▼▼▼

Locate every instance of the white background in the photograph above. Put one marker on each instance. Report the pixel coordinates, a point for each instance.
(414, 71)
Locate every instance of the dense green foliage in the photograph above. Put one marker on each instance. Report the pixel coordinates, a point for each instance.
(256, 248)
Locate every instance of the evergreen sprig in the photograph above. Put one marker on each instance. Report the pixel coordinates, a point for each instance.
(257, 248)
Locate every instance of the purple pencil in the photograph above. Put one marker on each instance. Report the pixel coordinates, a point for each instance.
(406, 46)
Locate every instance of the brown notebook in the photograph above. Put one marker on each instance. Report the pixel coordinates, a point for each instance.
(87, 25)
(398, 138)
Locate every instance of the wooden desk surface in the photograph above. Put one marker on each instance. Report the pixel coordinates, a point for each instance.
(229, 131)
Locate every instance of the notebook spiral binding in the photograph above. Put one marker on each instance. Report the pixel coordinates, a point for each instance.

▲▲▲

§ **Exercise objective**: Transcribe all of the lines in the records precisely.

§ **Exercise solution**:
Locate every instance of the white background in the photograph above. Put one marker on each instance. Report the pixel coordinates, a point for each instance.
(414, 71)
Locate every instance of the dense green foliage in the photograph above. Put one marker on each instance. Report the pixel coordinates, a point for each instance.
(256, 248)
Locate every instance of the evergreen sprig in the photograph above. Put one marker on each instance. Report the pixel coordinates, a point for each instance.
(257, 248)
Locate every instance of the purple pencil in the photograph above. Put one marker on each instance. Report the pixel coordinates, a point for each instance.
(406, 46)
Locate every instance of the brown notebook in the photograph above. Put one marker on each instance. Report the pixel coordinates, a point for each instance.
(87, 25)
(398, 138)
Locate every instance of the wooden desk surface in the photograph above. Put one marker on each instance. Report the pixel coordinates, a point for each instance.
(229, 131)
Locate every instance of the notebook spiral binding in the photograph above. Put one marker on each instance. Report the pixel coordinates, a point for each instance.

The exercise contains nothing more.